• TASK: Continue the passage on the Minerva sovereign language model, starting right after its final sentence.

• PROVIDED PASSAGE:

But Position 3 — “exceed on country-specific knowledge depth” — has the harder empirical test, and the INVALSI finding for Minerva-3B is the first publicly documented evidence that even Italy’s substantial investment may not have been sufficient at the parameter scales the project is operating at. This is not a Minerva-specific finding. It is a sovereign-LLM-specific finding. It implies that Position 3 may require parameter and data scales that few European national projects can access individually — which is one of the structural arguments for the pan-European OpenEuroLLM consortium approach.

The structural lesson: the European sovereign-LLM movement may need to internalize that the country-knowledge-depth path requires either substantially more investment than individual national projects can sustain, or pan-European pooling of resources at the OpenEuroLLM scale, or both. Italy’s investment is closer to the threshold than Portugal’s — but both may be below the threshold at which the strategic positioning produces empirical results that justify the public investment.

V · What Minerva demonstrates that the press coverage misses

Beyond the INVALSI finding, several structural lessons emerge from a careful read of the Minerva project that the public discourse has been quiet about.

The institutional architecture is reproducible

FAIR + CINECA + Sapienza NLP is a template. The Italian institutional model — academic research group with deep linguistic expertise, paired with a national supercomputing consortium, funded through a national strategic-technology program — is structurally reproducible in other European nations. Germany has Max Planck Institutes and the Jülich Supercomputing Centre. France has Inria and the CINES/IDRIS infrastructure. Spain has BSC-CNS (Barcelona Supercomputing Center). The institutional pattern works. It produced Minerva. It can produce equivalent projects in other linguistic-cultural contexts where the political will and funding exist.

The structural recommendation: European sovereign-LLM strategy should learn from Italy’s institutional architecture, not just from Italy’s model outputs. The funding mechanism (PNRR), the compute access pattern (national supercomputing consortium with academic research priority), and the team composition (15 named researchers with deep linguistic and computational expertise) are the operational ingredients that produce sovereign LLMs at scale. Without these ingredients, sovereign-LLM ambitions remain rhetorical.

The tokenizer matters operationally

Minerva’s custom Italian tokenizer produces real efficiency gains — approximately 25% token efficiency advantage on Italian text per third-party analysis. This is not a benchmark-table number; it is an operational cost reduction that compounds over deployment. Sovereign-LLM projects that retrofit existing tokenizers leave structural efficiency on the table. The tokenizer decision is one of the earliest architectural choices in LLM development, and it has long-term implications for deployment economics. Minerva’s choice to build a tokenizer specifically for Italian is one of the most overlooked but operationally important decisions in the project.

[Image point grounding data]
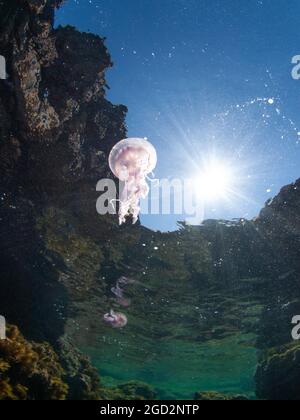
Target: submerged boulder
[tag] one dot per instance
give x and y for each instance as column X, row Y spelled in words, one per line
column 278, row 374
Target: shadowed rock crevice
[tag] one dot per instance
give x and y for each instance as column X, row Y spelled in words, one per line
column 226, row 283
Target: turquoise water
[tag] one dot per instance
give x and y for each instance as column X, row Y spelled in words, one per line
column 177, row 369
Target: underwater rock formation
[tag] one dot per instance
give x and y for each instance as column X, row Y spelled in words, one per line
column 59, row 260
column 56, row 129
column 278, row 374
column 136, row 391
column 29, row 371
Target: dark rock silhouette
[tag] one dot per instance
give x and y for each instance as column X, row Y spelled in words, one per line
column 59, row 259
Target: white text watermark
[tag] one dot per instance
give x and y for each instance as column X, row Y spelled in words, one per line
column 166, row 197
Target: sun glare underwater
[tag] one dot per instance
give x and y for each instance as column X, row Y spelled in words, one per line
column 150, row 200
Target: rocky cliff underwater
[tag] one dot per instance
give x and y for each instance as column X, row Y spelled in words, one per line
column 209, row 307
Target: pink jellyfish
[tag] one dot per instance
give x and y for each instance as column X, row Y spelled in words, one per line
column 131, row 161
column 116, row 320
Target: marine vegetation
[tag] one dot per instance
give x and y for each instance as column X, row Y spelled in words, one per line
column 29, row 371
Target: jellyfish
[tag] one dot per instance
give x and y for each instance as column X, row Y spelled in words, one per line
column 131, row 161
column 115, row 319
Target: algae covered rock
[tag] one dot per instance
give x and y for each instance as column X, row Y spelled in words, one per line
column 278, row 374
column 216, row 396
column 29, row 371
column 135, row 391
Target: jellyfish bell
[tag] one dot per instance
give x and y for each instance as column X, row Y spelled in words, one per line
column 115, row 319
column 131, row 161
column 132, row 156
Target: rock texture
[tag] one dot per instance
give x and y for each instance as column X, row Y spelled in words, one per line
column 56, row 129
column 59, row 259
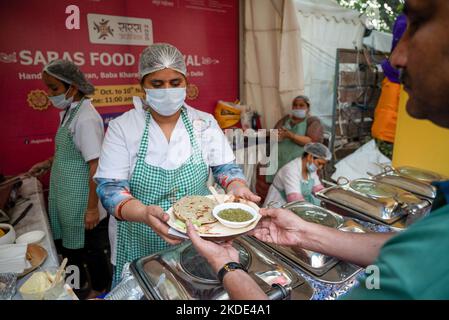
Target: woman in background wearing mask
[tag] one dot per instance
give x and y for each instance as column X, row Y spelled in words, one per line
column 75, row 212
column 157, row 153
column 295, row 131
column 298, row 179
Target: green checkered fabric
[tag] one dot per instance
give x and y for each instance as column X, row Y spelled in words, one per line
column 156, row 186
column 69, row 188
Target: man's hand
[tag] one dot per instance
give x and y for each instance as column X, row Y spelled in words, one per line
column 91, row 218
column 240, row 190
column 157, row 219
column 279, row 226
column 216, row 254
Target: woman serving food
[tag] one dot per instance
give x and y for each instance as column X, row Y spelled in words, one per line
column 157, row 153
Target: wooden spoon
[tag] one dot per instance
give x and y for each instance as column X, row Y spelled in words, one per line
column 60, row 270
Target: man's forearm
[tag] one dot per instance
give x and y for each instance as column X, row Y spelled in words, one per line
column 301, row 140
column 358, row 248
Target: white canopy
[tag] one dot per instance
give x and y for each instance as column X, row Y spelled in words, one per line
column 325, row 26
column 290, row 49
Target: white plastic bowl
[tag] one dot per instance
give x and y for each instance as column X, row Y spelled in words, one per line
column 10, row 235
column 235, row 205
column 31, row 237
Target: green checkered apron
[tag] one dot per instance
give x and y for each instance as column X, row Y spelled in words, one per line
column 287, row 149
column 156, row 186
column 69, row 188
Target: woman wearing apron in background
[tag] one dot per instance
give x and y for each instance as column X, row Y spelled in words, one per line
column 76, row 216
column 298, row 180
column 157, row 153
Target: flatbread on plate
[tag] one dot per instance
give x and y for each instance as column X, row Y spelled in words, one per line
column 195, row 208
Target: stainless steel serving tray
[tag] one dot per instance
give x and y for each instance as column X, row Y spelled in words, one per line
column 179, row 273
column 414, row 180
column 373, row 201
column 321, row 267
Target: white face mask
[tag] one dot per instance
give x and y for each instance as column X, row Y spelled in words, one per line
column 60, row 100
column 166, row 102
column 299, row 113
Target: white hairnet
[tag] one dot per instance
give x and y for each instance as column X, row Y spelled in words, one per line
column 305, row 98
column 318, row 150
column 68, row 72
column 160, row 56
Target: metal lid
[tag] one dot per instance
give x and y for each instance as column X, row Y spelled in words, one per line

• ANSWER BOX:
For AMÁLIA, the structural implication: continuing from EuroLLM means inheriting EuroLLM’s tokenizer, which was designed for multilingual coverage rather than European Portuguese specifically. The token efficiency advantage Minerva achieves through custom tokenization is not available to AMÁLIA without significant additional work. This is one of the operational trade-offs of the continuation approach that the strategic discourse has not fully surfaced.

The safety alignment work is irreplaceable

The 20,000+ manually curated Italian-specific safety instructions Minerva developed cannot be machine-translated from English safety datasets without losing structural coverage. Italian discriminatory speech patterns, Italian cultural context, Italian-language jailbreak attempts — these require Italian researchers with Italian-language and Italian-culture expertise to identify and address. The Babelscape ALERT dataset and Minerva’s safety alignment work together represent a substantial Italian-language safety infrastructure investment that benefits every subsequent Italian LLM project.

This is the kind of work that justifies national LLM investment independently of model performance. Even if Minerva’s parameter scale produces empirical results that don’t compete with frontier models on Italian-curriculum benchmarks, the safety-alignment infrastructure produces public-goods value that doesn’t exist in any other form for Italian language. The European sovereign-LLM movement collectively benefits from national projects building this kind of infrastructure — and Italian researchers’ contribution to that infrastructure deserves recognition independent of capability-benchmark comparisons.

The continual training research is structurally important

The 2025 CLiC-it paper on continual training of Minerva — “What we Learned from Continually Training Minerva: a Case Study on Italian” — extends the project’s empirical contribution beyond the initial release. The team published three distinct data recipes for continual training, with detailed analysis of what works and what doesn’t. This is the kind of methodological transparency that advances the field, independent of the specific performance numbers.

Most sovereign-LLM projects do not publish continual-training methodology at this level of detail. Minerva’s commitment to ongoing methodology publication is a structural contribution that benefits every subsequent Italian and non-English LLM project. The Sapienza NLP team is treating Minerva as research infrastructure, not as a one-time deliverable — and this framing produces durable value.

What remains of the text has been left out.